* Exercise *
Condense the paragraph that opens "The tax itself is nothing new" from the text about the alcohol tax below into a short bulleted list that keeps its main facts.

* Text for analysis *
It’s only March, but restaurant owners, liquor sellers, brewers and distillers are prepping for the cruelest April Fool’s joke of all.
We’re all going to be paying more for beer, wine and spirits come April 1.
But restaurant owners, industry associations and even an opposition MP are asking the federal government to put the brakes on a planned 6.3 per cent tax price increase on alcohol.
The tax itself is nothing new; the current system has been in place for six years. Every year, the federal excise tax on alcohol goes up, based on the current rate of inflation. In past years, that’s meant modest increases of a couple of per cent at a time. But, as anyone who has been to a grocery store or gas station over the past several months can attest, the inflation rate has been bonkers. So, this year’s alcohol tax hike is set to be a substantial 6.3 per cent.
Ed Donszelmann, owner of Otto Food and Drink in Edmonton, offers a wide variety of Alberta craft beers on his menu. The restaurant has survived COVID, and is coping with what supply-chain issues and inflation have done to the kitchen. Ingredients have gone up in price, and he mentions that it’s almost impossible to get grainy mustard right now — which is a bit of a problem for a restaurant that serves gourmet sausages.
He’s not opposed to taxes on liquor; he says “luxury items” need to be subject to taxes; after all, we have to pay for our quality of life in Canada. But he thinks the timing of this increase is all wrong. Restaurants are still reeling.
“We’re going through a double-whammy,” says Donszelmann. “First COVID, now inflation. We’re still in catch-up mode as a restaurant. I think, with this coming tax increase, maybe they could think about delaying it, or reducing it.
“It’s six per cent. I just think the government can be a bit more aware of what’s going on in the world at the moment.”
Kyla Kazeil is co-owner of the Common and Fu’s Repair Shop. She says the timing of the tax hike is poor.
“Today marks the one-year anniversary — if you can call it that — that we haven’t been in some form of a lockdown. COVID-related loans are coming due for ourselves, customers and, sadly, our staff as well. There is so much catching up to do. Food prices are skyrocketing and we have been trying so hard to not overly pass this on to our customers while still allowing our doors to remain open. We know that people are financially struggling and have always been a community place, we don’t want to price ourselves out of who we are or be not accessible by most.

* Supplied information *
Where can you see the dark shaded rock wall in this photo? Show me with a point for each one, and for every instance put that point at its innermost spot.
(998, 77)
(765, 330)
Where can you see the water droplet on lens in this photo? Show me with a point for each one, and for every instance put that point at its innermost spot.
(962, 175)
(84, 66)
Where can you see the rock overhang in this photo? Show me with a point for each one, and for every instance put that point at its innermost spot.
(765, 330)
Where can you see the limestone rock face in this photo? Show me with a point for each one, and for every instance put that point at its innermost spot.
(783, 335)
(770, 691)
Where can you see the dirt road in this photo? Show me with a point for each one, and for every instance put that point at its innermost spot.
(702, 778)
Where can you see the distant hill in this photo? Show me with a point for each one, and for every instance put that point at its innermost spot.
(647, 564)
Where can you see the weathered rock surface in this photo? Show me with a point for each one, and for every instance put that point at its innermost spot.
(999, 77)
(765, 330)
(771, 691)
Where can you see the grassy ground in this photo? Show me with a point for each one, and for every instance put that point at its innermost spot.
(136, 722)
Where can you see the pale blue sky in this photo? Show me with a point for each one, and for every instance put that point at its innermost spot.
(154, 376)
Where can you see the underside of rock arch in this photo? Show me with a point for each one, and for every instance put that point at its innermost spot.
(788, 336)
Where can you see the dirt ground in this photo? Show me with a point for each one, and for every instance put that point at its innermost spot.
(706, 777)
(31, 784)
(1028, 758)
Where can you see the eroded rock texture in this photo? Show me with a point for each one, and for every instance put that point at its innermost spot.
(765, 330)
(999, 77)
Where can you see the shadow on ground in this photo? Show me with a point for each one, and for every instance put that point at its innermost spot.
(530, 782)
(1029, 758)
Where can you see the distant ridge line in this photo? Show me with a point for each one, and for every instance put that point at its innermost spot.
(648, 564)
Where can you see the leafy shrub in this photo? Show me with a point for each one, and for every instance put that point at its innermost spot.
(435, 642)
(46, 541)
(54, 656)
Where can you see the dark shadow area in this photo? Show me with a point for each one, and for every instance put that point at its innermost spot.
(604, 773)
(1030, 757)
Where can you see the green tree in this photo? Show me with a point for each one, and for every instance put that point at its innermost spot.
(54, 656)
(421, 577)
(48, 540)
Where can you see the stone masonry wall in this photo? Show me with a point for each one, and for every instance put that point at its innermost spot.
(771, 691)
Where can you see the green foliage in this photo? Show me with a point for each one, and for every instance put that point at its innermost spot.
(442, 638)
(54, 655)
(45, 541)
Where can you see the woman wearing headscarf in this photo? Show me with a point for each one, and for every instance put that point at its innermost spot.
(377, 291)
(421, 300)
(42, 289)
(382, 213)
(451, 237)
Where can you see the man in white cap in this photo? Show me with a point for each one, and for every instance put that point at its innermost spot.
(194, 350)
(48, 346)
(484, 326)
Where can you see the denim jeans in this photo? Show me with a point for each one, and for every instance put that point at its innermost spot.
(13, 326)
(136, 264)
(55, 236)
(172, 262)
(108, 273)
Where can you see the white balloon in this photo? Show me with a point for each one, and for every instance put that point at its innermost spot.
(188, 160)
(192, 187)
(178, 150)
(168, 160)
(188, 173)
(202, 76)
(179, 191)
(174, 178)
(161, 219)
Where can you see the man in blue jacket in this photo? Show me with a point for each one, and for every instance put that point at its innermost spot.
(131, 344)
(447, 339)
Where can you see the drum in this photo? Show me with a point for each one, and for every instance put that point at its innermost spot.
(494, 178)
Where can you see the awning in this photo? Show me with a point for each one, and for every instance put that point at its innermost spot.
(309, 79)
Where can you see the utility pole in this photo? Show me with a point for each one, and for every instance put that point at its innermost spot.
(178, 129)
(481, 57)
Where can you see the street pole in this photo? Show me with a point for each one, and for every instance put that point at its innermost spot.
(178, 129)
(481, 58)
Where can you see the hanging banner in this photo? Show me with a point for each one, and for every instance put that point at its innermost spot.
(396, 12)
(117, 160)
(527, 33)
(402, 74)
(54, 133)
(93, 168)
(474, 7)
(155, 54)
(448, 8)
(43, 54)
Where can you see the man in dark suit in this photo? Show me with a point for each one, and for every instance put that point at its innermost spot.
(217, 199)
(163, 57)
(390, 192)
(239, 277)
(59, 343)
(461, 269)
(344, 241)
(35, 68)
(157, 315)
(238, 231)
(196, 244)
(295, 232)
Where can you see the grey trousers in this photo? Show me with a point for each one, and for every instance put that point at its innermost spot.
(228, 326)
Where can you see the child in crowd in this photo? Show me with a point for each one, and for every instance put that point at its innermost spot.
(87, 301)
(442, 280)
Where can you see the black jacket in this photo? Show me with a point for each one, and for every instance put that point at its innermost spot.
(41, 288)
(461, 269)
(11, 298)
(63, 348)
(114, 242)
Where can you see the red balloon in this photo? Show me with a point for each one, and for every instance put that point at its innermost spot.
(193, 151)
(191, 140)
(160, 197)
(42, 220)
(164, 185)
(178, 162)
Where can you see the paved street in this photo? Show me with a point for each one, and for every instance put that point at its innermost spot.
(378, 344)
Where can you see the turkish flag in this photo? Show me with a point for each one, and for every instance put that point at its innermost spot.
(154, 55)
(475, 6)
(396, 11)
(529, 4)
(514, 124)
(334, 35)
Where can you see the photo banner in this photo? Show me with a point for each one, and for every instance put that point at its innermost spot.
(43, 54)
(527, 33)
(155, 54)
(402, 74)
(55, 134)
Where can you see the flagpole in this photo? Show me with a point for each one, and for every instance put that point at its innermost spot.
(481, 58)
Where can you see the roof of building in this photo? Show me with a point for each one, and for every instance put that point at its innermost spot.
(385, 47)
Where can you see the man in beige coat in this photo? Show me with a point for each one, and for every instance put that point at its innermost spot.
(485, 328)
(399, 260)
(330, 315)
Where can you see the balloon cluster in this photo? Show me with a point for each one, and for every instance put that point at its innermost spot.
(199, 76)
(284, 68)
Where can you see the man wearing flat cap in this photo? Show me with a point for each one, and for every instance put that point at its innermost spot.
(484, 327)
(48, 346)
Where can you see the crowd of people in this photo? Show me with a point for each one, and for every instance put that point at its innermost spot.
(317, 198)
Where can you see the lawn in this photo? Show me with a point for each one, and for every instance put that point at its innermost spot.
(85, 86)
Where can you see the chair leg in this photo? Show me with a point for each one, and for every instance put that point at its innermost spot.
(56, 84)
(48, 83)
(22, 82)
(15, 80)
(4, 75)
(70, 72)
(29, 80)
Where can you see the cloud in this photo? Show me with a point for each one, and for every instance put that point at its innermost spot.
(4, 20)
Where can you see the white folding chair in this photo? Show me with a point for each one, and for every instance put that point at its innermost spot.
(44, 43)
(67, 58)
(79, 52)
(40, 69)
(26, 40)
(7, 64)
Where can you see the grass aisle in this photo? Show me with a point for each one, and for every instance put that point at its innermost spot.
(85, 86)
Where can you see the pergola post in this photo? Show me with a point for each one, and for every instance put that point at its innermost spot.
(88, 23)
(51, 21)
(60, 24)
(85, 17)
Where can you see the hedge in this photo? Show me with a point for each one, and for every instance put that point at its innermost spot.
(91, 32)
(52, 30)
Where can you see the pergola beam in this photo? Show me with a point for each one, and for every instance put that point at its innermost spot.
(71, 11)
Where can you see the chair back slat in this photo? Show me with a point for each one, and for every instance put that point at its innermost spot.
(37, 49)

* Result of the task *
- The current system has been in place for six years.
- Each year, the federal excise tax on alcohol rises with the current rate of inflation.
- In past years, that meant modest increases of a couple of percent at a time.
- Inflation has been very high over the past several months, so this year's hike is set at 6.3 percent.